### Directions
a - Say whether each of the following statements agrees with the passage on Colts personnel groupings: (i) the Colts used only three personnel groupings in week 1, (ii) 12 personnel puts three wide receivers on the field, and (iii) the Colts' week 1 opponent was the Los Angeles Chargers. For each one, answer yes or no and quote the words of the passage that decide it.
b - Transcribe the passage on Colts personnel groupings, everything from "During week 1, the" down to "six offensive lineman).".

Welcome to the first installment of the Colts Offensive Charting Enterprise.
The purpose of this project is to determine how often the Colts ran their offense through specific personnel groupings, what they asked each of their skill positions to do in those situations, and the outcome and context.
During week 1, the Colts only ran three different types of personnel: 11, 12 & 13.
If you’re unfamiliar with how each of these are represented, the first digit represents the amount of running backs on the field, with the second digit representing the amount of tight ends present on the field. Up to five skill positions players are allowed, thus you can figure out the amount of wide receivers on the field at that time by subtracting the number of tight ends + running backs from 5 (As long as there are not six offensive lineman).
11 personnel - 1 Running Back, 1 Tight End, 3 Wide Receivers
12 personnel - 1 Running Back, 2 Tight Ends, 2 Wide Receivers
13 personnel - 1 Running back, 3 Tight Ends, 1 Wide Receiver
Teams can get very creative with this, for instance, 02 personnel would be 0 Running Backs, 2 Tight Ends and 3 Wide Receivers, or 23 personnel would be 2 Running Backs, 3 Tight Ends and 0 Wide Receivers.
Luckily for me, as I charted the Colts week 1 game versus the Los Angeles Rams they only ran the three personnel grouping that I listed above. This means that they had at least one running back AND one tight end on every single offensive snap.

### Entries supplied
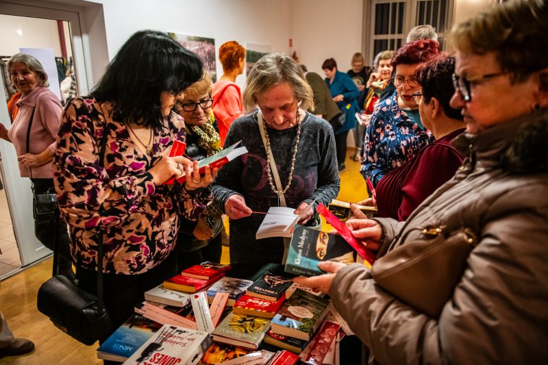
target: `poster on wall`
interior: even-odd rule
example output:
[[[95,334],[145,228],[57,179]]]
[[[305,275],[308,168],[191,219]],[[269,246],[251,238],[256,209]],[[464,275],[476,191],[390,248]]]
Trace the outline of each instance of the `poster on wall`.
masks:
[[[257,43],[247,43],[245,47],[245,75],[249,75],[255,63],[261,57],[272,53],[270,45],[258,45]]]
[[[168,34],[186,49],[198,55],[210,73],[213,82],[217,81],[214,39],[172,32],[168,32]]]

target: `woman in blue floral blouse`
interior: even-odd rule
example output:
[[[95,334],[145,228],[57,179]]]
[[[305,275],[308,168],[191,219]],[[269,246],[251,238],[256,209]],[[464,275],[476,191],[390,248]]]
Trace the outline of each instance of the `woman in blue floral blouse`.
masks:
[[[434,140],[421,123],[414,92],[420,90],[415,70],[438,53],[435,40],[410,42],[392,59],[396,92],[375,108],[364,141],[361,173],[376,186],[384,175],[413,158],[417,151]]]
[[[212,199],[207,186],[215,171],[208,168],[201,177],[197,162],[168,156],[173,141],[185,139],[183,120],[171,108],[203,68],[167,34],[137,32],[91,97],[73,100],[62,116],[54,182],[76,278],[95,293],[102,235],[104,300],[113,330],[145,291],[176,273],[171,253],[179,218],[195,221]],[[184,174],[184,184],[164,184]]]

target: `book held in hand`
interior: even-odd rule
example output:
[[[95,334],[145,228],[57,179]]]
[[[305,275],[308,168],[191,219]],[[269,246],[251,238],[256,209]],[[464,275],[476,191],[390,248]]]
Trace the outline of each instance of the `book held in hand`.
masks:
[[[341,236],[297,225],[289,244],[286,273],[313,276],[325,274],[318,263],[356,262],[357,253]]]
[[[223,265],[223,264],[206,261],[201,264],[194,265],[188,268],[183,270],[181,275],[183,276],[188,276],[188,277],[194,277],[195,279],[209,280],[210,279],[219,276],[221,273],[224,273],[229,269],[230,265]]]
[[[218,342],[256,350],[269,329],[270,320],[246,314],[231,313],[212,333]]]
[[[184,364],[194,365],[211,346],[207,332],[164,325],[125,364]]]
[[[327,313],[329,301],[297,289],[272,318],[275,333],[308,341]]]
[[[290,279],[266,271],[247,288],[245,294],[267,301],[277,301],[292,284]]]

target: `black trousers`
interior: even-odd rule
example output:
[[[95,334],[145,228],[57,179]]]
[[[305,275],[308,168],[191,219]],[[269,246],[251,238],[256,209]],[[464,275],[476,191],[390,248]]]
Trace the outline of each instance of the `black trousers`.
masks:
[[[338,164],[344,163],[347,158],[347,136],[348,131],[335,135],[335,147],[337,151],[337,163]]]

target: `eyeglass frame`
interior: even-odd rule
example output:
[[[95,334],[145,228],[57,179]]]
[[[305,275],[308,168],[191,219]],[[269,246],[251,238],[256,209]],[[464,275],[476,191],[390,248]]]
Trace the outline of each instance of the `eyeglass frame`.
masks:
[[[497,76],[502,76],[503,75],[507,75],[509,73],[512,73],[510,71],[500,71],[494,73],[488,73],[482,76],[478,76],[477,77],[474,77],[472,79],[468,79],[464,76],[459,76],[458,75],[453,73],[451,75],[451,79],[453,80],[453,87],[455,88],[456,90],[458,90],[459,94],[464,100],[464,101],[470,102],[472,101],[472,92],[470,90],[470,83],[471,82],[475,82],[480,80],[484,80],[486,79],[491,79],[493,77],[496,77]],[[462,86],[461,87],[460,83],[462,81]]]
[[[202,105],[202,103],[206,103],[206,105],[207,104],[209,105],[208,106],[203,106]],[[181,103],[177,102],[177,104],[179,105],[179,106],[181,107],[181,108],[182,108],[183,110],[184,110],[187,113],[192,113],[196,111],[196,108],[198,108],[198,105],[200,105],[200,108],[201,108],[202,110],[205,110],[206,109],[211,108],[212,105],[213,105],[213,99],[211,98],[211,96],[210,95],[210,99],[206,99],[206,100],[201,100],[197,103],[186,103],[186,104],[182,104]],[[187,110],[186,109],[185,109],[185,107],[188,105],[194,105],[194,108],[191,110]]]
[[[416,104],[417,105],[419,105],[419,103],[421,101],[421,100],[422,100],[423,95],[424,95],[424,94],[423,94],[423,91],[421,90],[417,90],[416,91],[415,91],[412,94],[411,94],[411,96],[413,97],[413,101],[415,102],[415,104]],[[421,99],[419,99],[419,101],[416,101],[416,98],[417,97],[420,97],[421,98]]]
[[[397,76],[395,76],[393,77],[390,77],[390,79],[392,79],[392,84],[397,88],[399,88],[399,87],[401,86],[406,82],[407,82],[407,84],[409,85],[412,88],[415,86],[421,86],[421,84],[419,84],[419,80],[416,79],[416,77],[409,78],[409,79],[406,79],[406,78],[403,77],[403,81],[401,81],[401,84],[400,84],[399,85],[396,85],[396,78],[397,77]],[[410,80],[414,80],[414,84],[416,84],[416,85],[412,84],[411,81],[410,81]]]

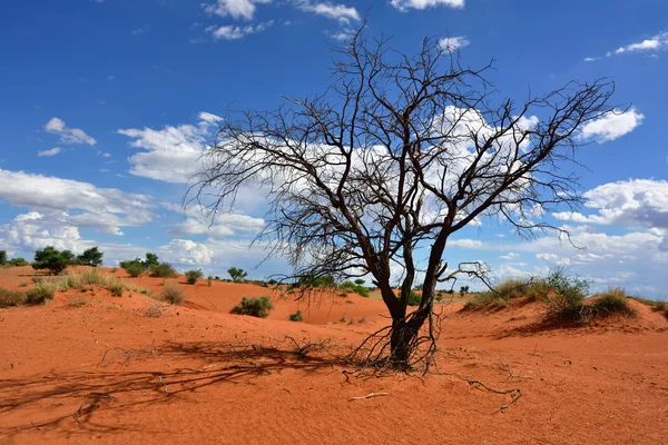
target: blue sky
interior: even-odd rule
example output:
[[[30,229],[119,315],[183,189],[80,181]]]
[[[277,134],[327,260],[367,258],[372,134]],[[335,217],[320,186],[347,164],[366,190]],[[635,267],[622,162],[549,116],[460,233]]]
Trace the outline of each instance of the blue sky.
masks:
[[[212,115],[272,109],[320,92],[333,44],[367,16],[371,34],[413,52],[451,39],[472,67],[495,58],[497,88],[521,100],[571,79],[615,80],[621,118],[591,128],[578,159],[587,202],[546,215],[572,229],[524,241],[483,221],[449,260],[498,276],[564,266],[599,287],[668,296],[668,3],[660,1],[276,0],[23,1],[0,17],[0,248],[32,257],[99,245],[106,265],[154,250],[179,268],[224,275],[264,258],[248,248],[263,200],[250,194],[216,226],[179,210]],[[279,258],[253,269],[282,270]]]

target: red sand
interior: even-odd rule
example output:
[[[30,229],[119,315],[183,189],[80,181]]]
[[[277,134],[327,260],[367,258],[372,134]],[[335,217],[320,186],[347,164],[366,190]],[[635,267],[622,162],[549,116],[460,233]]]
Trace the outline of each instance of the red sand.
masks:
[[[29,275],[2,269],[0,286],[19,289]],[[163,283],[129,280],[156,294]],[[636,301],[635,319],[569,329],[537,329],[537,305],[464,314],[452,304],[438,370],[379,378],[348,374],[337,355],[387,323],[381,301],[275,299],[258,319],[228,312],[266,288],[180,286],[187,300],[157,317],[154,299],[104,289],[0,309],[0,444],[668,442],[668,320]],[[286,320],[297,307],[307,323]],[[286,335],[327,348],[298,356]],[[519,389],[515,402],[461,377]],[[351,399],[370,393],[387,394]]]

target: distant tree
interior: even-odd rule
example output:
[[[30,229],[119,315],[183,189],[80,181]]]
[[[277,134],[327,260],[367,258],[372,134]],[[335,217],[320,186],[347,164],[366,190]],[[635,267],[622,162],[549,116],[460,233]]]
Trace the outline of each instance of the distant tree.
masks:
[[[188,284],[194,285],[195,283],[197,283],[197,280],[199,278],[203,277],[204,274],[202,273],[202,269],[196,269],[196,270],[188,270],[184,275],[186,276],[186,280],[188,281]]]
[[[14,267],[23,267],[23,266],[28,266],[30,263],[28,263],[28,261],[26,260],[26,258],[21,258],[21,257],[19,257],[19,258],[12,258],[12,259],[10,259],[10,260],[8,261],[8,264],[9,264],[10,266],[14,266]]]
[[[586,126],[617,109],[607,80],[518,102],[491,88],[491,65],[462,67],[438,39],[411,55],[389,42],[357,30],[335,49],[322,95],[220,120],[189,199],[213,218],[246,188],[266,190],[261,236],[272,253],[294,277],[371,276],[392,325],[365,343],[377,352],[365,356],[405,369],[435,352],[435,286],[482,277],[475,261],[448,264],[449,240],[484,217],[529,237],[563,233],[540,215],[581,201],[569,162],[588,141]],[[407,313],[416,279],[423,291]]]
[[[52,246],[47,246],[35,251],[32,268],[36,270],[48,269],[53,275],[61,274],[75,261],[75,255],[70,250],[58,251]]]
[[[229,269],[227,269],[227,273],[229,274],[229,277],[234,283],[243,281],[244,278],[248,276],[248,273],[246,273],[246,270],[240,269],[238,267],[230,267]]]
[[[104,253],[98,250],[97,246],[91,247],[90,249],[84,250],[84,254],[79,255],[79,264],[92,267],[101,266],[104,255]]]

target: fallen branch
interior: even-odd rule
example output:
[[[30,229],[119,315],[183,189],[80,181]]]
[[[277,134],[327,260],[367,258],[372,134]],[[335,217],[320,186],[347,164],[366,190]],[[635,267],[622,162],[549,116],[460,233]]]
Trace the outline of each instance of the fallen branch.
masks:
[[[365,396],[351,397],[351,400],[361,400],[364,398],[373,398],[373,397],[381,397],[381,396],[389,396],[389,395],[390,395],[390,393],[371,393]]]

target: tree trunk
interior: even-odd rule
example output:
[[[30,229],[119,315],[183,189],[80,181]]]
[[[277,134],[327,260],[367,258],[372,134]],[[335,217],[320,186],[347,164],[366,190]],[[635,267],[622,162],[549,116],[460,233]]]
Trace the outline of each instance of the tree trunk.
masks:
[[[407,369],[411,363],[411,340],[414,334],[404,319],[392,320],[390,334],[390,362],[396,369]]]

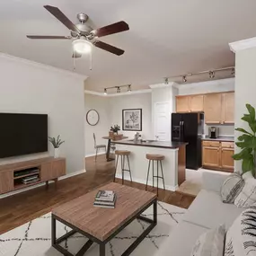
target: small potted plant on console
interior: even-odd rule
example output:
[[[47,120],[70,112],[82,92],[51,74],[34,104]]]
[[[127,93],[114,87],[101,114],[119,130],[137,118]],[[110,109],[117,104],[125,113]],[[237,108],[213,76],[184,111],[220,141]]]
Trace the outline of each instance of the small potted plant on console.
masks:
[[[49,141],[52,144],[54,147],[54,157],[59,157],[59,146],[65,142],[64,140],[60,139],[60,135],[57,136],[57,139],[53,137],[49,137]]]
--
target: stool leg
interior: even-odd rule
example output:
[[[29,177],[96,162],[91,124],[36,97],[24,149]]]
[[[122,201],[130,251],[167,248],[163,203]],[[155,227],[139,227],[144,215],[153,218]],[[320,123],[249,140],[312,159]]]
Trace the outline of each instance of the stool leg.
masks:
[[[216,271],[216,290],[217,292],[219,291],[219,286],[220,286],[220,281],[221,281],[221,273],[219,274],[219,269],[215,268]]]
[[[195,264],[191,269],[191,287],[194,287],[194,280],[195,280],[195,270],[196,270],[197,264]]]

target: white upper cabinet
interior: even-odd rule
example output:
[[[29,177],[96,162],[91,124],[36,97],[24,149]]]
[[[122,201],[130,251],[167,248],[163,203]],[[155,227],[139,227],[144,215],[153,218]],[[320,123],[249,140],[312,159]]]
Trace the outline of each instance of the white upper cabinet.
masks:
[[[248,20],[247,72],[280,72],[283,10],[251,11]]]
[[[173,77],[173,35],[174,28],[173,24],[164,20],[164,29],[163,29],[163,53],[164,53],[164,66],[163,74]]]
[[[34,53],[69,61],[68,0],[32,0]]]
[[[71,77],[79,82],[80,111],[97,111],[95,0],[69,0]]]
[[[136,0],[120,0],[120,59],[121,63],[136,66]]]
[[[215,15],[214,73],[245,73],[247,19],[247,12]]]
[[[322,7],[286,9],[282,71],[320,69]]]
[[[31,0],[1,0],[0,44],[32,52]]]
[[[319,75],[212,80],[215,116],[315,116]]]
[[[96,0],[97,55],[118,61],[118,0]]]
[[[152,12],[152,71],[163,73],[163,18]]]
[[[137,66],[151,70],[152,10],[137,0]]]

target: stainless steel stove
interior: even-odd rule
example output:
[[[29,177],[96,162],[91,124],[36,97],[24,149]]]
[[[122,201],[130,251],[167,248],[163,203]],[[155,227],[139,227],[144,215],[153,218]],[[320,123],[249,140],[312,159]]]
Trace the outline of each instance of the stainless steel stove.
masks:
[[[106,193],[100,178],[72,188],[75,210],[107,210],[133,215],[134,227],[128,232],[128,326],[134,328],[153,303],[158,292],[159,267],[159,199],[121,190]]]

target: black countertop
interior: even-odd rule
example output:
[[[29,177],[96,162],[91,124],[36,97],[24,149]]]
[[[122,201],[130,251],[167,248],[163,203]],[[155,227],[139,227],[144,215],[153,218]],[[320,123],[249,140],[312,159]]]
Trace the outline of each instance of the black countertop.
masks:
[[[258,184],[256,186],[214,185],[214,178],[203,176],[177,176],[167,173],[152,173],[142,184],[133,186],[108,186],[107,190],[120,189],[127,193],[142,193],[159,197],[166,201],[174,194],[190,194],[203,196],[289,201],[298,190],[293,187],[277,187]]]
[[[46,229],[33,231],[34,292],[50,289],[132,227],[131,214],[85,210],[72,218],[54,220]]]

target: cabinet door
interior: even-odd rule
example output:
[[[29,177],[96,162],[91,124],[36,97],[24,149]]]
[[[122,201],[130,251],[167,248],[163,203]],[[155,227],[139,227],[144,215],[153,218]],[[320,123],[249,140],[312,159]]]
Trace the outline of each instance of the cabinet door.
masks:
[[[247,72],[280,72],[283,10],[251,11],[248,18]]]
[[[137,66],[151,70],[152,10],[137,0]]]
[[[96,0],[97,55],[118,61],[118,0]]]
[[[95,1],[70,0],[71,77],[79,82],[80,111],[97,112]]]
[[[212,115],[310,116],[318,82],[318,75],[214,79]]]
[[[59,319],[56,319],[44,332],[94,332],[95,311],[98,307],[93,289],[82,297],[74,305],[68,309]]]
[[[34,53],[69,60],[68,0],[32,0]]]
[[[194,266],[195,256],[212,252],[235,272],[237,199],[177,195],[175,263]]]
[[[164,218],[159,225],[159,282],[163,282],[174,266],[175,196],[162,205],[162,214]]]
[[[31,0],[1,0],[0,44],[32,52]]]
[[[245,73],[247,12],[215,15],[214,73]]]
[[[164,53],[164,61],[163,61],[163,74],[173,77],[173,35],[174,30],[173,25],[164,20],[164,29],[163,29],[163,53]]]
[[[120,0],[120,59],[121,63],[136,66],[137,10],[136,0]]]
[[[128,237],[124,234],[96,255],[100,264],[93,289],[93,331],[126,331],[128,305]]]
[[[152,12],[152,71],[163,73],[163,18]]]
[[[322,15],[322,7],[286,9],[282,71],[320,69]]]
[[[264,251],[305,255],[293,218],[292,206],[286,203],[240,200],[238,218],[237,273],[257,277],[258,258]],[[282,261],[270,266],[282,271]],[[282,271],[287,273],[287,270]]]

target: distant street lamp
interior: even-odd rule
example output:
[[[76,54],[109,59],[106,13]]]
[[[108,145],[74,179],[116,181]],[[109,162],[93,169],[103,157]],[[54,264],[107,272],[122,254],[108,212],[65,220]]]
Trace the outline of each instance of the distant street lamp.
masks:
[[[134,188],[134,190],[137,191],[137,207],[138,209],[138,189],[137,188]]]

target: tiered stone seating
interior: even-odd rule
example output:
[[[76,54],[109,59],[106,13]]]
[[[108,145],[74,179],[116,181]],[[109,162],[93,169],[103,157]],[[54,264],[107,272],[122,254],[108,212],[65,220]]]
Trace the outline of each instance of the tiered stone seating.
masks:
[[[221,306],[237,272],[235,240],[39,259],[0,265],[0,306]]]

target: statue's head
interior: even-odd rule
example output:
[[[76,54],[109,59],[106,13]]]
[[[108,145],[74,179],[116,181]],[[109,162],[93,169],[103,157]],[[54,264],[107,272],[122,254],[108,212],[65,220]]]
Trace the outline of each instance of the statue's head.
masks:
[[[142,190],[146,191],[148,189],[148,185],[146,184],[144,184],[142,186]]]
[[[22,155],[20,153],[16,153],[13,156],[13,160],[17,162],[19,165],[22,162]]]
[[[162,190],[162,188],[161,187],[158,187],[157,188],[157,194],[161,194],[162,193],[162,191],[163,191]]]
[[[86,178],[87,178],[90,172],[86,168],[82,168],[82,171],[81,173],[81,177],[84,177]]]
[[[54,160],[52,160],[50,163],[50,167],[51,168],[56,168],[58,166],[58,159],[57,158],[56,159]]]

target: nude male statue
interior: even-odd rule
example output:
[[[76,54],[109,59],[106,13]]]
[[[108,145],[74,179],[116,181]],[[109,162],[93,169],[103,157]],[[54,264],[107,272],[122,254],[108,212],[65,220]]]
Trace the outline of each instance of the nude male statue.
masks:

### Outputs by task
a -
(i) Yes: "During week 1, the Colts only ran three different types of personnel: 11, 12 & 13."
(ii) No: "12 personnel - 1 Running Back, 2 Tight Ends, 2 Wide Receivers"
(iii) No: "the Colts week 1 game versus the Los Angeles Rams"

b -
During week 1, the Colts only ran three different types of personnel: 11, 12 & 13.
If you’re unfamiliar with how each of these are represented, the first digit represents the amount of running backs on the field, with the second digit representing the amount of tight ends present on the field. Up to five skill positions players are allowed, thus you can figure out the amount of wide receivers on the field at that time by subtracting the number of tight ends + running backs from 5 (As long as there are not six offensive lineman).